**Instructions to follow**
From the article about teachers and teen misinformation, output the passage between "December 18, 2024" and "them from harassment.", inclusive, copied word for word.

**Extract**
◆ ◆ ◆ ◆ ◆ ◆ ◆

December 18, 2024

When Teens Find Misinformation, These Teachers Are Ready

Since 2004, Timothy Krueger has taught history to younger teenagers in the North Syracuse district in upstate New York. His students once raised a bogus TikTok conspiracy theory that Helen Keller faked her blindness and deafness. Others had said they were unvaccinated against Covid-19 because their parents had told them, inaccurately, that the shot would make them infertile.

Mr. Krueger began including more lessons about evaluating evidence and fact-checking. In November, a pilot program he helped design with the American Federation of Teachers will be piloted in Cleveland, helping in part to train educators to teach media and information literacy using “safe” methods to shield them from harassment.

“We’re under attack — it’s now such an openly polarized society, where teachers are afraid to talk about hot topics or controversial issues,” Mr. Krueger said.

But, he added, teachers are “Step 1” in showing young people how to think clearly for themselves: “If we want them to be a truly intelligent constituency, we have to start now.”

New educational efforts are constantly being deployed. Twitter and Google have so-called pre-bunking initiatives to warn users about common misinformation tactics. The nonprofit News Literacy Project, which said the number of students using its free Checkology curriculum surged 248 percent between 2018 and 2022, recently introduced a short elections misinformation guide on Flip, a video-based online platform for teachers.

But Peter Adams, a former teacher who heads research and design for the News Literacy Project, is pushing for a broader consensus on the types of skills students should learn and the results educators want. Without it, he worries that lessons could backfire.

◆ ◆ ◆ ◆ ◆ ◆ ◆

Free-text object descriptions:
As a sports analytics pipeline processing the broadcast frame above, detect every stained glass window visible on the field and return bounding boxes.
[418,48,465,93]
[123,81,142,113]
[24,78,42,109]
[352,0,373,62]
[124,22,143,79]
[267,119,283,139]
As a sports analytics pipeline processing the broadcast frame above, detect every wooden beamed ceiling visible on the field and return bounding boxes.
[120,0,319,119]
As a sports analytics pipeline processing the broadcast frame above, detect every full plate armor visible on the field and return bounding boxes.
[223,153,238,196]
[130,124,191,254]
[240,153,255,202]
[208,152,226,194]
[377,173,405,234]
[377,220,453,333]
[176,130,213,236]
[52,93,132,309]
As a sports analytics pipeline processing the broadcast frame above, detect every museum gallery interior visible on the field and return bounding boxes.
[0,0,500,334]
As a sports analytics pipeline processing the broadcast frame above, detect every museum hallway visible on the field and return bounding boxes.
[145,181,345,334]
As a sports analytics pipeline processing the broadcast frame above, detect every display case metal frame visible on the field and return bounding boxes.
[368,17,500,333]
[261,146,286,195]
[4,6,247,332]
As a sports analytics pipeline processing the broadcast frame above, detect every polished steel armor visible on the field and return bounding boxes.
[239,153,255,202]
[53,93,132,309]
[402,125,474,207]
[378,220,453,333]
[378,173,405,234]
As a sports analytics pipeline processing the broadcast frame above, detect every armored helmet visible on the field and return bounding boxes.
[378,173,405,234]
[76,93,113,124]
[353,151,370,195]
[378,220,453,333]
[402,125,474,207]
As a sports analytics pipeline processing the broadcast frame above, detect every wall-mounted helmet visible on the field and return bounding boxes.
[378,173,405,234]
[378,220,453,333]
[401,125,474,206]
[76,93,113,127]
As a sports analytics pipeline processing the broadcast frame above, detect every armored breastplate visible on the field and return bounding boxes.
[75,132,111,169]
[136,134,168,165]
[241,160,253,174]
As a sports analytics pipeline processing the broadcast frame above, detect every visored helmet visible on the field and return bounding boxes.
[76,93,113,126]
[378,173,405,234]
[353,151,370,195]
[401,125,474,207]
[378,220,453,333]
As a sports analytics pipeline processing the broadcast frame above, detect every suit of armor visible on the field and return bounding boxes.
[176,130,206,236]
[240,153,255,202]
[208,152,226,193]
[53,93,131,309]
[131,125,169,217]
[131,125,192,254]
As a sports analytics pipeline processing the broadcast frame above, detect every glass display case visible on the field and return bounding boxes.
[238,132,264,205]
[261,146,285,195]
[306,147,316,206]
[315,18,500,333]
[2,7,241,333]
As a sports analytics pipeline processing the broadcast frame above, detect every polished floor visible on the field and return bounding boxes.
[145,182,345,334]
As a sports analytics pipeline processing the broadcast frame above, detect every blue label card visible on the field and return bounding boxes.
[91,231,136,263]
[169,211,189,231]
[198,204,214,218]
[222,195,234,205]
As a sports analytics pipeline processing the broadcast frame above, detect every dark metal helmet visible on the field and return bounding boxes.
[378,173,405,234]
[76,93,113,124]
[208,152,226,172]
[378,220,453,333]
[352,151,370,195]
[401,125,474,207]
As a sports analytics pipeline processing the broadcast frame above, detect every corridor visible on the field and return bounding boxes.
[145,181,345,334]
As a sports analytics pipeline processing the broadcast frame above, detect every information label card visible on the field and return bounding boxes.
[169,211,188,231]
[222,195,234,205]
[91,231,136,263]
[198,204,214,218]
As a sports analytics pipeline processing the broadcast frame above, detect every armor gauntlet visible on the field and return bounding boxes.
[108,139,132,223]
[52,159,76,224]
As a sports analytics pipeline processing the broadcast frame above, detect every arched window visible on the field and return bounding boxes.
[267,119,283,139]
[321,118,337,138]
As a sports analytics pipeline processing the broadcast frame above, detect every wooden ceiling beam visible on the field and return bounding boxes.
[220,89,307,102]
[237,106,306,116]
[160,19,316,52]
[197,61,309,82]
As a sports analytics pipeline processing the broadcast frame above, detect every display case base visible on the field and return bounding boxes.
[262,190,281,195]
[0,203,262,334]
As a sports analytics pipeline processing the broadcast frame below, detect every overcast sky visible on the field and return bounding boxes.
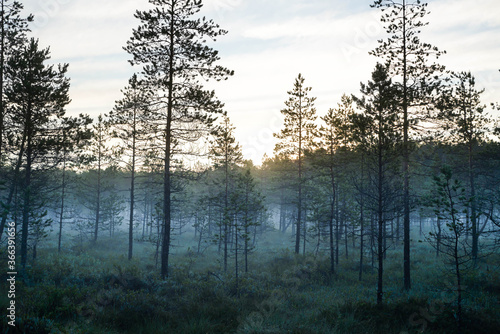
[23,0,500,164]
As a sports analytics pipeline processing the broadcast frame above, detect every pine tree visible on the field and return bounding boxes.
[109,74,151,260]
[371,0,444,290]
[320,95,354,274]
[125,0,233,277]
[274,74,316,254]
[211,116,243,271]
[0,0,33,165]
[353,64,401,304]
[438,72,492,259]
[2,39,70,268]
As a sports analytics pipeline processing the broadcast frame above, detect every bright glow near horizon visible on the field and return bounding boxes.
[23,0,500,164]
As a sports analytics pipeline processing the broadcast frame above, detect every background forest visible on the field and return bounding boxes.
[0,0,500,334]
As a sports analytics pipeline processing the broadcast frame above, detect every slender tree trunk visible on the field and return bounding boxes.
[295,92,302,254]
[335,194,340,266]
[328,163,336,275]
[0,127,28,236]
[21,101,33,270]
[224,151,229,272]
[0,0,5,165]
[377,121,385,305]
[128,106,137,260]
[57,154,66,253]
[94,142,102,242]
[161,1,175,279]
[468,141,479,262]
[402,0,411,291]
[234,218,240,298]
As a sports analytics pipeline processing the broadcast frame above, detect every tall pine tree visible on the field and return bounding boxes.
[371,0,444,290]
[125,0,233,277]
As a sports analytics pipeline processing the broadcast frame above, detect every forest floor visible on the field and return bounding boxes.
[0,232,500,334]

◆ ◆ ◆ ◆ ◆ ◆ ◆

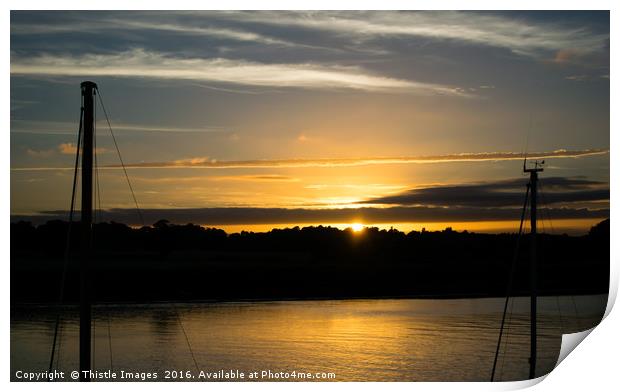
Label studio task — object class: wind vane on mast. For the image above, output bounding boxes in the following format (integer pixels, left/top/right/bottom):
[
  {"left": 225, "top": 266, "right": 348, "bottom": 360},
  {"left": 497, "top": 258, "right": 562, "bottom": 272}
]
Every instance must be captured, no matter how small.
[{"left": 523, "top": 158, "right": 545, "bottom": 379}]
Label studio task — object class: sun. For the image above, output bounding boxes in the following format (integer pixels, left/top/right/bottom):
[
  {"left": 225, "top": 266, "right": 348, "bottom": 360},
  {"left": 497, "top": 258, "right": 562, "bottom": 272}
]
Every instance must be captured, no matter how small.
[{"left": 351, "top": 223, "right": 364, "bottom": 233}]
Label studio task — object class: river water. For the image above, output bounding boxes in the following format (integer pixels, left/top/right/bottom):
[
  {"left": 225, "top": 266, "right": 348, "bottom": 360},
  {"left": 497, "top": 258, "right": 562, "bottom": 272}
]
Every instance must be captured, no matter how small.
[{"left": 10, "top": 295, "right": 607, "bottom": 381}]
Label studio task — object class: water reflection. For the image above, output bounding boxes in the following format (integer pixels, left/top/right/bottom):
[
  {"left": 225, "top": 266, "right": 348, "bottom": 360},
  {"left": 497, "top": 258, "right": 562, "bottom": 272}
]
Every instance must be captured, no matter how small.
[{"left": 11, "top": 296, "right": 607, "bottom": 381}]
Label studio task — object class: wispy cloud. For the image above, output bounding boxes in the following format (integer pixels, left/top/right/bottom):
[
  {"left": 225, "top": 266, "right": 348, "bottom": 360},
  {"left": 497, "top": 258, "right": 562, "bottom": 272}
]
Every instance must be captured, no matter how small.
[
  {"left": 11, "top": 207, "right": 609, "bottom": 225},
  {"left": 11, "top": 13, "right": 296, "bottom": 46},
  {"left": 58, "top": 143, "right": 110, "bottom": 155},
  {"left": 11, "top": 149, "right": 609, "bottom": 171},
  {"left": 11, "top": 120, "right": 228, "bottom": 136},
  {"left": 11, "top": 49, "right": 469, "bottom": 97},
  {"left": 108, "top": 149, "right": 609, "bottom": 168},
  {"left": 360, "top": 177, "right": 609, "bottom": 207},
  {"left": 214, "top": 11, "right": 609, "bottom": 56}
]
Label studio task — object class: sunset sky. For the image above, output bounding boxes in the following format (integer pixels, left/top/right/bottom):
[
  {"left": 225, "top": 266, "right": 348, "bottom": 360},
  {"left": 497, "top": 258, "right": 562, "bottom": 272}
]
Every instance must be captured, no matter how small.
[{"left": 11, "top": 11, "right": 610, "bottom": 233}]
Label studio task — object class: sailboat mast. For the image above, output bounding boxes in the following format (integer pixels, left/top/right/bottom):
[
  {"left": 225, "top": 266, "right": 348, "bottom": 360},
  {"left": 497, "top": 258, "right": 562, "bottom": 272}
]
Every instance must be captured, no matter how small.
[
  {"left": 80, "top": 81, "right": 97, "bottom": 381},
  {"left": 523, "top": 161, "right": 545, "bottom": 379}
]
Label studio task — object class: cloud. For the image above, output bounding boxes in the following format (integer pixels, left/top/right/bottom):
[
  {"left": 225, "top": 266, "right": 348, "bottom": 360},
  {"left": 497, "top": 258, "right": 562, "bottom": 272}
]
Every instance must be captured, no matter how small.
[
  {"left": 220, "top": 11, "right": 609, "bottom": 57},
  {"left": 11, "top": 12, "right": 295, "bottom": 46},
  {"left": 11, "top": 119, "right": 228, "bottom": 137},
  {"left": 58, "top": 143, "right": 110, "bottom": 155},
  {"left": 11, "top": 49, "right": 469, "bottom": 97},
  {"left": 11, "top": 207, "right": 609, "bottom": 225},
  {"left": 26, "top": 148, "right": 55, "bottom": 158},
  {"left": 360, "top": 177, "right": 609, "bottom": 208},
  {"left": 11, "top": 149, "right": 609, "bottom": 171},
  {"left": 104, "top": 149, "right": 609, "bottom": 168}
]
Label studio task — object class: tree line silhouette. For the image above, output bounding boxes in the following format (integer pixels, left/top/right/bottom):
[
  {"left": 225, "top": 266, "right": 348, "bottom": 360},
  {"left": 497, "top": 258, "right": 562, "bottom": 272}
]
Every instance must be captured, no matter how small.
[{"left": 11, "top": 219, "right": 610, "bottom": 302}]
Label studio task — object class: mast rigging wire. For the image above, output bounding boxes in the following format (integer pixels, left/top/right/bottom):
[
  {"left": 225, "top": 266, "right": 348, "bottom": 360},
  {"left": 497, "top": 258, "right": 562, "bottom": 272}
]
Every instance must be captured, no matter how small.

◆ ◆ ◆ ◆ ◆ ◆ ◆

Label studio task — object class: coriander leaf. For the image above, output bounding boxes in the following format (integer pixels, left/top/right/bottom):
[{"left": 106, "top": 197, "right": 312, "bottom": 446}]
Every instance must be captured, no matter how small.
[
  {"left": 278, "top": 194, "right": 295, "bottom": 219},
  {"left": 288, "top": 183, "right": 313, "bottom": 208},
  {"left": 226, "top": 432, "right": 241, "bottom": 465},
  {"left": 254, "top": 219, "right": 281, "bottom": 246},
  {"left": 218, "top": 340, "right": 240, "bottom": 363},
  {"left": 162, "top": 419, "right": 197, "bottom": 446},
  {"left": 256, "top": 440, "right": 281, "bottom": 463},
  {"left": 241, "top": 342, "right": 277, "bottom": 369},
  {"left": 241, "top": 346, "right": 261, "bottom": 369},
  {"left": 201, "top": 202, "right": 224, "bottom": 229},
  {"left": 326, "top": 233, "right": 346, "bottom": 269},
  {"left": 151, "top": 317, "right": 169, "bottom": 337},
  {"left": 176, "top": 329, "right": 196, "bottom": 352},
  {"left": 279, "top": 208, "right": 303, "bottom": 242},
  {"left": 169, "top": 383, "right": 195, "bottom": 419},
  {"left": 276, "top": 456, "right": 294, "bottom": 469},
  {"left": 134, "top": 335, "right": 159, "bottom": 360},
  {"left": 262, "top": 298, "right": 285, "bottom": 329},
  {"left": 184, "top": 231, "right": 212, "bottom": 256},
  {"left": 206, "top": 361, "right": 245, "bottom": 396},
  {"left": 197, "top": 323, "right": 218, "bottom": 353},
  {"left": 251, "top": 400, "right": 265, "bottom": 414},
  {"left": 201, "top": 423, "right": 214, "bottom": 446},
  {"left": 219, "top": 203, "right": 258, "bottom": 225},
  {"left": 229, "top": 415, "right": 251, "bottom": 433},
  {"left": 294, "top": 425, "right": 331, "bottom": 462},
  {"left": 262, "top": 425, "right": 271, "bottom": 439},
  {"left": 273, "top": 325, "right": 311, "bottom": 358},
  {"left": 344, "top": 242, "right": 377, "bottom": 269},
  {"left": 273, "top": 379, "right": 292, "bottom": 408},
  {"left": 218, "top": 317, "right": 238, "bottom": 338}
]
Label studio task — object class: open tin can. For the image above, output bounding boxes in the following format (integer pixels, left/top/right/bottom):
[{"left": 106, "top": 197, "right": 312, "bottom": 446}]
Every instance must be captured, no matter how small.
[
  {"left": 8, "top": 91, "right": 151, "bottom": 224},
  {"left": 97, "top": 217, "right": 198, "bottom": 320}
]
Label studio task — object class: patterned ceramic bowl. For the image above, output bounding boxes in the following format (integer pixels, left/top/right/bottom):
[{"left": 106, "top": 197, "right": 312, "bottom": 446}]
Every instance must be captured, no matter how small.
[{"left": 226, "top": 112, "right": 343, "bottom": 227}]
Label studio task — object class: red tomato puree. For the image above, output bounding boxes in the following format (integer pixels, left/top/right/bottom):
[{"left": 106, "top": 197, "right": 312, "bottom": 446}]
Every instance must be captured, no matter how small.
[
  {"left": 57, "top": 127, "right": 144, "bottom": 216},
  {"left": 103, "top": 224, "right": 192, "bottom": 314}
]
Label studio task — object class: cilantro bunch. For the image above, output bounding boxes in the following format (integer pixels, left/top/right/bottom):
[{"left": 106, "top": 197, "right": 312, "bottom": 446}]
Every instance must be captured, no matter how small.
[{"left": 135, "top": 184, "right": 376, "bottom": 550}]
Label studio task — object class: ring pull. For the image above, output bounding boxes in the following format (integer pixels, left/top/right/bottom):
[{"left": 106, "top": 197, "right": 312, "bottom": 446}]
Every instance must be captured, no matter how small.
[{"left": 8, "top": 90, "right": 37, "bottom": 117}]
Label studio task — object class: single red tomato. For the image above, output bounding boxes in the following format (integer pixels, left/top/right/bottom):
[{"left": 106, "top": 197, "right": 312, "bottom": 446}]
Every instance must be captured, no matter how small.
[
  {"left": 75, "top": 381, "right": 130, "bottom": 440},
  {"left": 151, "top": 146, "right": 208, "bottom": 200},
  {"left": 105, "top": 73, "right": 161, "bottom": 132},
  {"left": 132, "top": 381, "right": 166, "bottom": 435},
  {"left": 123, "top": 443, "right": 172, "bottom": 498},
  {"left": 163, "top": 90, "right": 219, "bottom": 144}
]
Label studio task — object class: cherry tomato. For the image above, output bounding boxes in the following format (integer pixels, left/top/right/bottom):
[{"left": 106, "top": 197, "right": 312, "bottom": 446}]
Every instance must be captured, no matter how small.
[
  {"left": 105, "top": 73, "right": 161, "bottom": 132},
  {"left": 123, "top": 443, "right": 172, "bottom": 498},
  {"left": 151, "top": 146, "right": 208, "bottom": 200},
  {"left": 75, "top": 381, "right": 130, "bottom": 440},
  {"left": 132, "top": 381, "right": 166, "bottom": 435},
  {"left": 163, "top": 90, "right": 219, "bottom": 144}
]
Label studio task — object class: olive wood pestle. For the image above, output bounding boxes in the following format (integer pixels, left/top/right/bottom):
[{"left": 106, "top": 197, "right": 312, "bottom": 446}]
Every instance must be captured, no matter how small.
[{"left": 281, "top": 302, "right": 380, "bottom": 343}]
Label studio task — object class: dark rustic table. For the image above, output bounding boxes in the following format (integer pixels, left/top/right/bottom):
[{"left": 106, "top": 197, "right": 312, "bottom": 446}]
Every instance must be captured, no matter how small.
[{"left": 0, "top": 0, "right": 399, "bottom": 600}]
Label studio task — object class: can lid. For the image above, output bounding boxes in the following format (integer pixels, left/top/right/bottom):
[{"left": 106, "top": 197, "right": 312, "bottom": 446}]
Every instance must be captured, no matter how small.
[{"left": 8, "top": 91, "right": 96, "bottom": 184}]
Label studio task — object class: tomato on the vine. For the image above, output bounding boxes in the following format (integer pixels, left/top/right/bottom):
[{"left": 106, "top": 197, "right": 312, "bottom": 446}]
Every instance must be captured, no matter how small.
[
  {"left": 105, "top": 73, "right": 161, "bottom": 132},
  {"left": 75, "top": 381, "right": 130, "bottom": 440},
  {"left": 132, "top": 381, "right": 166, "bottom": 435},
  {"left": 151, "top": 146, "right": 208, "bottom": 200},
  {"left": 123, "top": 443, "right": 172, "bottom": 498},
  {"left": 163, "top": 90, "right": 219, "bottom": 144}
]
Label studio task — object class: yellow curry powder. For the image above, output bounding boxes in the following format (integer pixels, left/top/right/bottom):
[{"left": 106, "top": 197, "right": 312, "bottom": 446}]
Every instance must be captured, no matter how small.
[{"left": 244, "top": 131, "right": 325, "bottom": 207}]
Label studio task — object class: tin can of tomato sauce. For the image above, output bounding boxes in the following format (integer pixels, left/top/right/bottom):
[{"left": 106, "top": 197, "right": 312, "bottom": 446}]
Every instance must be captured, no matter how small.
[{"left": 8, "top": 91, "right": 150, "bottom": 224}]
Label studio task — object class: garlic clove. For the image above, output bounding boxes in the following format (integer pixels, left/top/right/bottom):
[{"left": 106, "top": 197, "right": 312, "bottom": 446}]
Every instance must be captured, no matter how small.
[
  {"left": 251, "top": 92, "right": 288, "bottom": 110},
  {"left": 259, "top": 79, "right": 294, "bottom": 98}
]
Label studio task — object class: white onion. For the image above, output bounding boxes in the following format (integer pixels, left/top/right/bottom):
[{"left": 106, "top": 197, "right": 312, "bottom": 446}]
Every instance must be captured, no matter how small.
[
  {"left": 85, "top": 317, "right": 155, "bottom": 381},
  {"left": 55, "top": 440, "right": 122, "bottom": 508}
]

◆ ◆ ◆ ◆ ◆ ◆ ◆

**Answer to this task**
December 18, 2024

When Teens Find Misinformation, These Teachers Are Ready

Since 2004, Timothy Krueger has taught history to younger teenagers in the North Syracuse district in upstate New York. His students once raised a bogus TikTok conspiracy theory that Helen Keller faked her blindness and deafness. Others had said they were unvaccinated against Covid-19 because their parents had told them, inaccurately, that the shot would make them infertile.

Mr. Krueger began including more lessons about evaluating evidence and fact-checking. In November, a pilot program he helped design with the American Federation of Teachers will be piloted in Cleveland, helping in part to train educators to teach media and information literacy using “safe” methods to shield them from harassment.